» **Description of the task**: Could you recast these lines as a JSON list of strings, one string per line, omitting any blank lines? Leave the pictures out of your answer.

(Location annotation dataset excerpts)
————
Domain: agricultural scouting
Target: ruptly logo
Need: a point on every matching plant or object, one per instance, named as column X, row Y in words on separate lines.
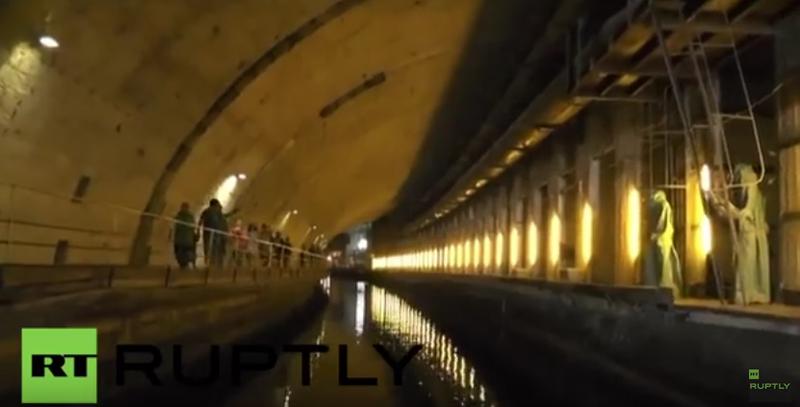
column 59, row 366
column 766, row 390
————
» **Response below**:
[
  "Domain: agricultural scouting",
  "Target: ruptly logo",
  "Need: a point on every matching plant or object, one per instance, named as column X, row Y in words on separate lines.",
  "column 59, row 366",
  "column 766, row 390"
]